E come si fa concretamente?
"Concentrando
la luce solare per mezzo di uno specchio si passa da 0,1 a 100 watt per
centimetro quadrato, che è la quantità di calore prodotta dalle barre
all’interno di un reattore nucleare. Con tecnologie per niente
complicate si ottengono temperature dell’ordine di 600º, analoghe a
quelle della combustione del petrolio, e il calore che ne risulta viene
utilizzato per produrre energia elettrica: si scalda del vapore ad alta
temperatura, si immette nelle turbine e si fa la corrente. È un metodo
semplicissimo, perché si utilizzano dei normali vetri di finestra piegati
in maniera parabolica, che concentrano la luce su un tubo, attraverso il
quale si fa passare dell’aria che diventa caldissima. Con questo
sistema, per tutto il tempo in cui c’è il sole si ottengono 600
megawatt di potenza per chilometro quadrato".
Ma di notte, d’inverno o quando il sole
non c’è?
"Ci si presenta il problema di
accumulare questo calore. Lo abbiamo risolto utilizzando un sale, un
nitrato di sodio e potassio che si chiama sale del Cile, il quale scaldato
a 600° diventa un liquido che funge da accumulatore. Durante le ore
favorevoli della giornata si immagazzina calore nel liquido e lo si
preleva quando si vuol fare il vapore. È’ lo stesso principio dello
scaldabagno elettrico: si scalda l’acqua del bagno durante la notte
perché l’energia elettrica costa meno e si ha l’acqua calda per tutto
il giorno. In questo modo l’energia media che si ricava è circa un
terzo dell’energia picco fornita dal sole; quindi i 600 megawatt delle
ore di insolazione diventano nella giornata 200 megawatt termici di
temperatura, di cui solo la metà sono trasformabili in energia elettrica.
Dunque un chilometro quadrato coperto di specchi fornisce 100 megawatt
elettrici. Per dare un’idea, una grossa centrale nucleare come quella di
Caorso, ne produce mille. Di conseguenza un quadrato di tre chilometri di
lato fornisce la stessa potenza di Caorso e già sotto forma di energia
elettrica".
E gli inconvenienti?

+ + +

Compiti ed esercizi:
1 – Riscrivi il brano sull'energia solare da "Dunque un chilometro" fino a "E gli inconvenienti?" compreso, sostituendo "specchi" con "lenti".
2 – Nel brano sull'energia solare, quale sostanza viene usata per accumulare il calore?
3 – Prosegui il brano sull'energia solare dal punto in cui si ferma.
I record sono materiale a sé, distinto dal brano.

+ + +

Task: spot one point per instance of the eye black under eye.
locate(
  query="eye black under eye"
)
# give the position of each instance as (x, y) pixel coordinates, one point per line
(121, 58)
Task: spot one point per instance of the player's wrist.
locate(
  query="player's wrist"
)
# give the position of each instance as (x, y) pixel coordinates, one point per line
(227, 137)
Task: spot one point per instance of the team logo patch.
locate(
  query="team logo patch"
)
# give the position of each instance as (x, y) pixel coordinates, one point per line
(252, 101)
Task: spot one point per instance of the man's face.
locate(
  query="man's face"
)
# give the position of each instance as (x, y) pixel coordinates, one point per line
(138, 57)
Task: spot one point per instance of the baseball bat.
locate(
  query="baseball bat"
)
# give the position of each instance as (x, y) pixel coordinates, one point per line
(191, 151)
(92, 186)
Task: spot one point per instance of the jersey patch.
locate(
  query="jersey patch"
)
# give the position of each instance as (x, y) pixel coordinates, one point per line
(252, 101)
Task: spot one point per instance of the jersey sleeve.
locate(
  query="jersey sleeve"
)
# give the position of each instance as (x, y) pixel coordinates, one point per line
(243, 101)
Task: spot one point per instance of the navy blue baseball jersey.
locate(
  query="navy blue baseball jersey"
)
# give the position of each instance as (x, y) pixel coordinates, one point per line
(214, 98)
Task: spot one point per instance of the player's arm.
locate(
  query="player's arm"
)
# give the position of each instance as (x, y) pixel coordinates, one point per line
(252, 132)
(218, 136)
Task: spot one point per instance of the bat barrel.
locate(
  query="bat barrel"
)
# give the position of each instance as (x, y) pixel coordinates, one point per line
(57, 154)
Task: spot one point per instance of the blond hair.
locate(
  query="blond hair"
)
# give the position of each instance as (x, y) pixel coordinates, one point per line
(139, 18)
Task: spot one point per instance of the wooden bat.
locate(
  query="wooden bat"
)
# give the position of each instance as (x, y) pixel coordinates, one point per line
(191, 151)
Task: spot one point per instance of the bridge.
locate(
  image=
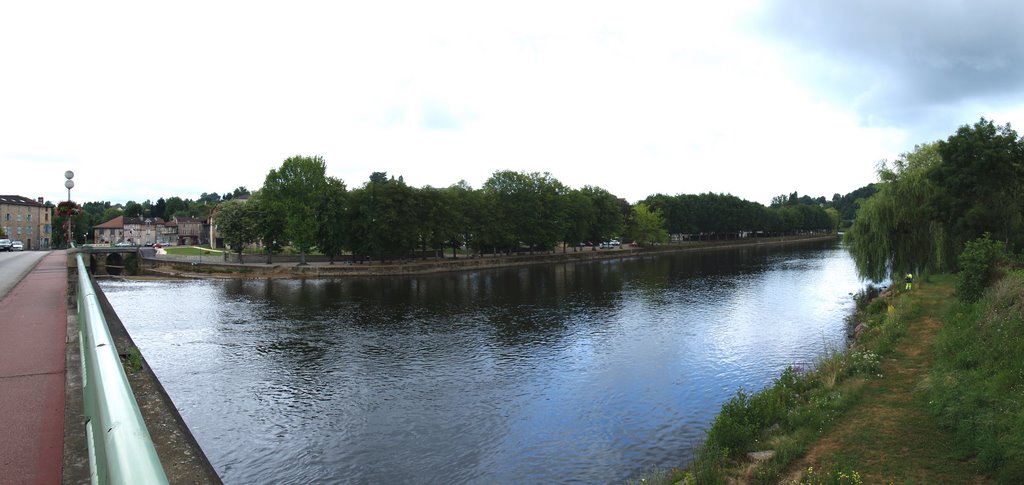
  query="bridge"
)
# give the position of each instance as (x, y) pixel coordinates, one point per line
(74, 413)
(114, 261)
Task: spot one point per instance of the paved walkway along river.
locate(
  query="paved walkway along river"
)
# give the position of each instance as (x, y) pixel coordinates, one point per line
(33, 327)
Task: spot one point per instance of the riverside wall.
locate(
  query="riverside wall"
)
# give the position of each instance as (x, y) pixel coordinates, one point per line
(255, 266)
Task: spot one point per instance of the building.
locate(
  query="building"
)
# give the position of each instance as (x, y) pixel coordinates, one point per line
(190, 230)
(27, 220)
(151, 230)
(142, 230)
(110, 232)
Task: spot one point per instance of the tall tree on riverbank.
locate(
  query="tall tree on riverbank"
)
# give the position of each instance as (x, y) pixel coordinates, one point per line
(895, 232)
(648, 226)
(238, 222)
(331, 232)
(981, 183)
(295, 189)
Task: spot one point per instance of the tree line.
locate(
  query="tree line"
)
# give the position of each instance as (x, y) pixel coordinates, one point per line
(935, 199)
(386, 218)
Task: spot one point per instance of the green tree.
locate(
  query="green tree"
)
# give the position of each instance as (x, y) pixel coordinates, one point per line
(980, 182)
(894, 232)
(580, 219)
(382, 218)
(529, 206)
(331, 237)
(294, 189)
(607, 220)
(648, 226)
(270, 224)
(133, 209)
(238, 223)
(979, 265)
(174, 207)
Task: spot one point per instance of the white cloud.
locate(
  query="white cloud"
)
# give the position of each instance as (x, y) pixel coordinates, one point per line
(144, 101)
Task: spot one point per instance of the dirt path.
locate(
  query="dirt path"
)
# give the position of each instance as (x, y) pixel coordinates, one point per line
(889, 436)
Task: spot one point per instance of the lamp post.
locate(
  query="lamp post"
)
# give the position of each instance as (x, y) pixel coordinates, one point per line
(70, 183)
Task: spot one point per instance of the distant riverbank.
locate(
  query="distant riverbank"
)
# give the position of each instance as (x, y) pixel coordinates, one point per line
(255, 266)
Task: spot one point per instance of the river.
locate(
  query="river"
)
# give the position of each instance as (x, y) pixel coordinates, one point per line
(576, 372)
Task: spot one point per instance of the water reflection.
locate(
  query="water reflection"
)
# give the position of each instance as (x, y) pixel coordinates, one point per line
(569, 372)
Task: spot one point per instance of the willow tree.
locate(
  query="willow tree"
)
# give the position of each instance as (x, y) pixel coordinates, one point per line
(895, 231)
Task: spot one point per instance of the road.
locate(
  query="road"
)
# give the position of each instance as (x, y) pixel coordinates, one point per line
(13, 267)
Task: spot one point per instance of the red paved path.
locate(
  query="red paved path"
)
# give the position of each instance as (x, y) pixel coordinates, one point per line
(33, 331)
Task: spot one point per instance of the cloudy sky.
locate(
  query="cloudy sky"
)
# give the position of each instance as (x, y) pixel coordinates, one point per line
(755, 98)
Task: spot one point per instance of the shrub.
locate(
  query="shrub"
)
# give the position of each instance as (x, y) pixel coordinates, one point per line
(978, 378)
(978, 265)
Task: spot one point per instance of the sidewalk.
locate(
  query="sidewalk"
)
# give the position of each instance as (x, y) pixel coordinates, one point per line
(33, 332)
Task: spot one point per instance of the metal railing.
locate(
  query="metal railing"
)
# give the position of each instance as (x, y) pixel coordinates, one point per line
(121, 450)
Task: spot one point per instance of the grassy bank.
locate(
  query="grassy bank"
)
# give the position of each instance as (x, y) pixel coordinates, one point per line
(911, 401)
(976, 387)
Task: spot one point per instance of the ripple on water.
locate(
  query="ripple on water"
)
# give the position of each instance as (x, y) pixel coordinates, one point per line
(592, 371)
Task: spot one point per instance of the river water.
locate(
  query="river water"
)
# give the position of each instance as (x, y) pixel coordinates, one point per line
(577, 372)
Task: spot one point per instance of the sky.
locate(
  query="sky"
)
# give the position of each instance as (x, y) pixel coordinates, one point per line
(143, 100)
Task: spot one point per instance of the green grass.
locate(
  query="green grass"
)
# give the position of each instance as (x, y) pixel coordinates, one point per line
(860, 415)
(976, 386)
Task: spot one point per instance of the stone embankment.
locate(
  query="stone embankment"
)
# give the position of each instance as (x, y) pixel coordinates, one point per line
(255, 266)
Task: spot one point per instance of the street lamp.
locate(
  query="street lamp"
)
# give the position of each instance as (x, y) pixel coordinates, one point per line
(69, 183)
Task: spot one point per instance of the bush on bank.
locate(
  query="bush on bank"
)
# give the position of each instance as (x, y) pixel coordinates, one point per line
(787, 416)
(976, 386)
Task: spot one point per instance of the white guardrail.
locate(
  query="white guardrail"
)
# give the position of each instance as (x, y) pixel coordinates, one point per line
(121, 450)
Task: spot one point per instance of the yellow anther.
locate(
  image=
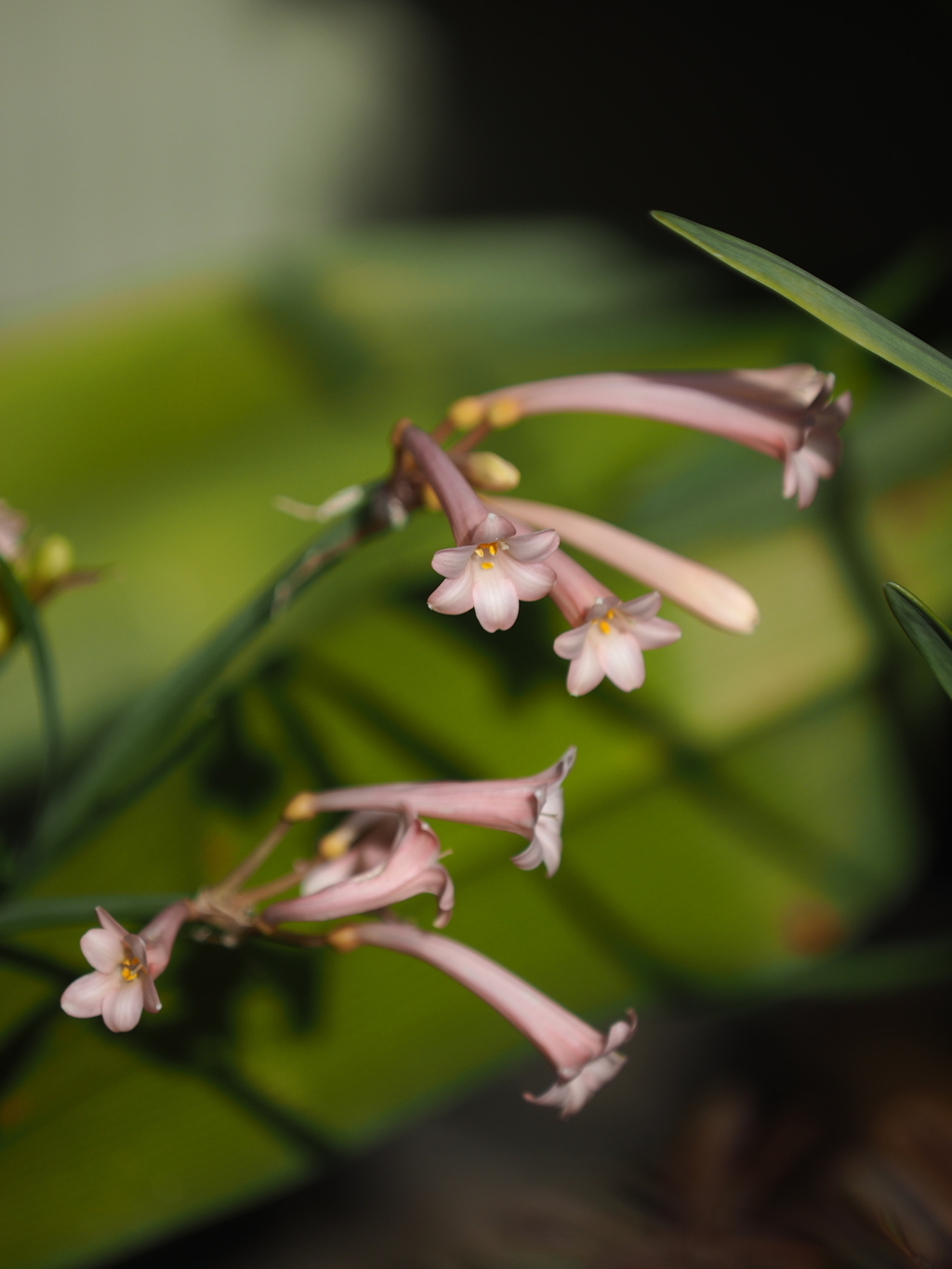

+ + +

Risposte:
1 –
Dunque un chilometro quadrato coperto di lenti fornisce 100 megawatt
elettrici. Per dare un’idea, una grossa centrale nucleare come quella di
Caorso, ne produce mille. Di conseguenza un quadrato di tre chilometri di
lato fornisce la stessa potenza di Caorso e già sotto forma di energia
elettrica".
E gli inconvenienti?

2 – Un nitrato di sodio e potassio chiamato sale del Cile.

3 –
"Nessuno: il calore solare viene
trasportato ad aria calda, quindi non c’è alcun impatto ambientale; va
a finire in uno scambiatore di calore che scalda il sale, un innocuo
fertilizzante impiegato in agricoltura; e con il sale caldo si riottiene
il vapore per produrre l’energia elettrica. E’ un processo che non
presenta inconvenienti tecnici e offre grandi vantaggi. Pensi alla Grecia
che ha tremila isole, ognuna delle quali consuma circa 10 megawatt di
energia elettrica, una potenza raggiungibile con 0,1 kmq. di specchi, un
quadrato di 300 metri di lato, poco più grande di un campo di
calcio".
In Italia dove ha progettato
di collocare questi grandi specchi parabolici?
"Stiamo discutendo con la Regione
Sicilia la possibilità di realizzare nel sud della regione un
impianto-prototipo, per il quale il governo ha previsto nella Finanziaria
uno stanziamento di 200 miliardi. Con altri fondi regionali si arriverebbe
a costruire il più grosso impianto per la produzione di energia termica
dal sole esistente al mondo. In tre anni siamo convinti di metterlo a
regime, così i cacadubbi avranno il piacere di dimostrarci che questa
cosa non funziona".
E quasi per esorcizzare un’obiezione il
professore aggiunge:
"Ho fatto i miei conti: 600 megawatt di
calore nelle ore di sole, 200 megawatt in media al giorno, 100 megawatt
elettrici. Senza dimenticare i 20 centimetri di petrolio per chilometro
quadrato".
Immagino che lei abbia previsto altri
impianti in Italia.
"Non avrebbe senso crearne uno solo.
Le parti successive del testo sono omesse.